REQUIRED ACTION 1: How would you render this sentence from the article on Gilead's Quad HIV pill in Spanish: "Gilead didn't have much to say about safety in its release today."
REQUIRED ACTION 2: Reproduce the part of the article on Gilead's Quad HIV pill from "Non-inferiority on efficacy" to "according to analysts.", word for word.

TEXT:
Gilead's blockbuster HIV combo hopeful "Quad" clears PhIII hurdle

Gilead's four-drug "Quad" pill for HIV--its planned successor to the blockbuster Atripla and the lynchpin to its strategy to remain perched on top of the HIV market--cleared an important hurdle today as researchers reported the new combo proved non-inferior to the marketed drug in a new study. The data leave Gilead on track to a planned marketing application in early 2012.

Just days ago Gilead won FDA approval for Complera, a once-daily HIV pill that combines its Truvada with J&J's Edurant. Analysts don't hold out high hopes for Complera on the marketplace, though. They've been waiting to see if the Quad can finish late-stage testing this year and go on to achieve blockbuster status as the preferred therapy for HIV. Atripla earned $822 million in the second quarter alone and some analysts have estimated peak sales of Quad at $4 billion.

According to Gilead, the primary endpoint analysis for the non-inferiority study indicated that 88% of patients in the Quad arm compared to 84% in the Atripla arm achieved a viral load of less than 50 copies/mL through week 48. That wasn't a surprise to analysts, leaving Gilead on track to an approval if another late-stage study also proves promising later this quarter. The Quad contains four Gilead compounds in a once-daily tablet: elvitegravir, an investigational integrase inhibitor; cobicistat, a "boosting" agent designed to boost blood levels of HIV medicines; and Truvada (emtricitabine/tenofovir disoproxil fumarate).

"Achieving non-inferiority to the current standard of care in HIV therapy is a major developmental milestone for our Quad regimen," said Norbert Bischofberger, Gilead's CSO. "We are very pleased with these results, which are in line with our expectations and allow us to begin preparations for a U.S. regulatory filing in the first quarter of 2012."

Non-inferiority on efficacy isn't enough to make the Quad a success, though. Jefferies found in a new survey that Atripla could still be preferred, unless the Quad proved to have a better safety profile with fewer side effects. And the Quad did come out of the survey better than Dolutegravir/GSK572, according to analysts.

Gilead didn't have much to say about safety in its release today. The biotech noted that the "frequency of Grade 3-4 adverse events and laboratory abnormalities was similar between the Quad-treated and the Atripla-treated arms. Discontinuation rates due to adverse events were comparable in both arms of the study." Details will have to wait on a scientific conference early next year.

DATA UNDER STUDY:

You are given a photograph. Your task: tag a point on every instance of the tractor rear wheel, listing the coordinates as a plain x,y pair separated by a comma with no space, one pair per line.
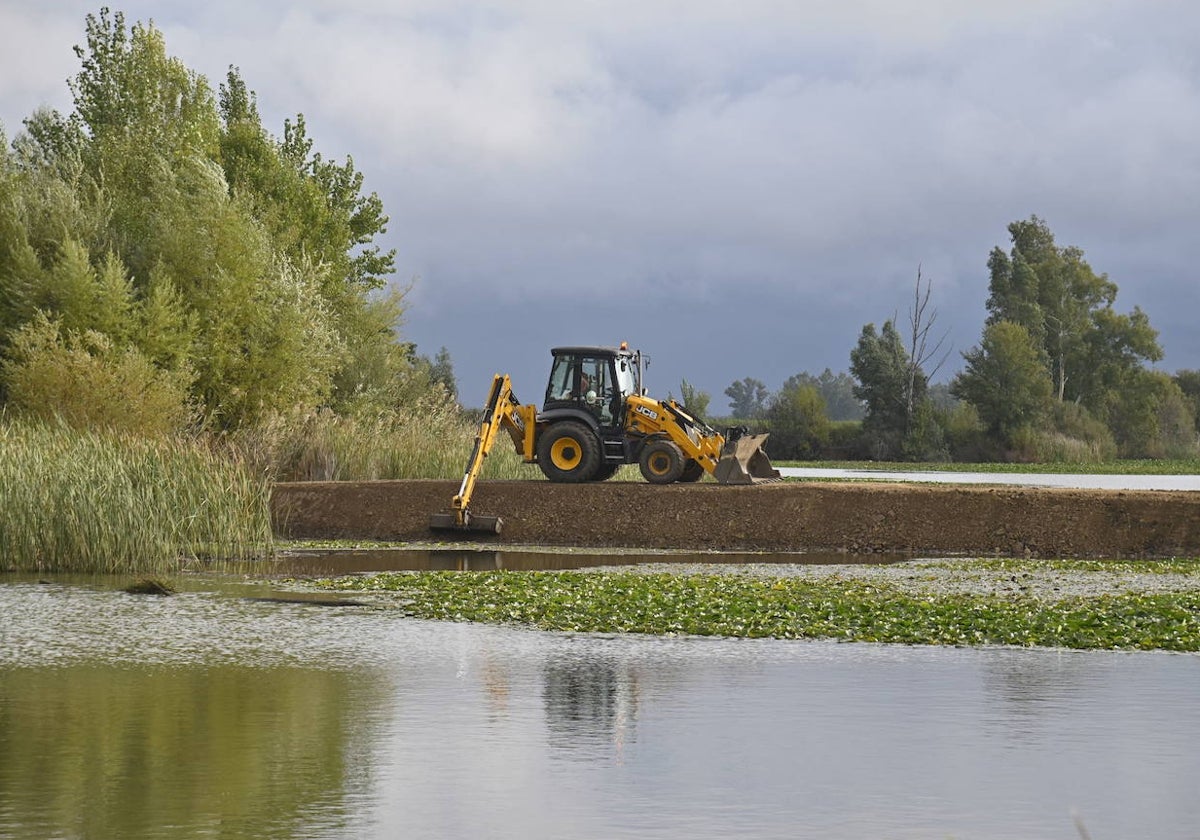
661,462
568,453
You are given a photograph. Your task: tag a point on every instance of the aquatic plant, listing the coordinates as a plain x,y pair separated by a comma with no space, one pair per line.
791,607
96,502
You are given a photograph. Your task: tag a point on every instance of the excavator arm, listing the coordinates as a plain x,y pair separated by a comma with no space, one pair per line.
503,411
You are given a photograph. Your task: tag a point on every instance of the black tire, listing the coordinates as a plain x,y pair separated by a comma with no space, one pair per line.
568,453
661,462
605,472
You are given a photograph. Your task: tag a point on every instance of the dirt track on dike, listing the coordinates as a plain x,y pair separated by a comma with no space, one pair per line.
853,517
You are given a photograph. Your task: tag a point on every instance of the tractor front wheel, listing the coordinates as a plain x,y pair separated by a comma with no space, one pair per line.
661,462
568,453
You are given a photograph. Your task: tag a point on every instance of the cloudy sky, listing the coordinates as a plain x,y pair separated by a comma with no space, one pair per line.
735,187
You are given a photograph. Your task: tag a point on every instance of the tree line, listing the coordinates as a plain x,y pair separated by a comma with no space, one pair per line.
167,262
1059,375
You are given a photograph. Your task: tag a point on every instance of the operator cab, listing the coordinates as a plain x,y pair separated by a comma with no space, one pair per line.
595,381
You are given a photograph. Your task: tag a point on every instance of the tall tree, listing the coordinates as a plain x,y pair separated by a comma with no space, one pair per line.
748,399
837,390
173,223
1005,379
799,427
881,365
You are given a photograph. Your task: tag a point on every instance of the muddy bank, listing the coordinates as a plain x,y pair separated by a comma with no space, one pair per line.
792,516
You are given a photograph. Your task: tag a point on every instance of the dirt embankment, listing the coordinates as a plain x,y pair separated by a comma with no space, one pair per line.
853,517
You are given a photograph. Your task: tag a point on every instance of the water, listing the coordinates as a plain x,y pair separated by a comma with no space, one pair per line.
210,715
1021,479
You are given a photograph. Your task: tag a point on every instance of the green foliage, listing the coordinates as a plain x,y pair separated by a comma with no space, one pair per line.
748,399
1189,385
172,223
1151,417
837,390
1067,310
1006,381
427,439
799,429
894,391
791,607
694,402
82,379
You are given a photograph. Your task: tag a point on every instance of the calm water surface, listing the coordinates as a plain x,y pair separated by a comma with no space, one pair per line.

WRITTEN RESPONSE 1: Gilead no tuvo mucho que decir sobre la seguridad en su comunicado de hoy.

WRITTEN RESPONSE 2:
Non-inferiority on efficacy isn't enough to make the Quad a success, though. Jefferies found in a new survey that Atripla could still be preferred, unless the Quad proved to have a better safety profile with fewer side effects. And the Quad did come out of the survey better than Dolutegravir/GSK572, according to analysts.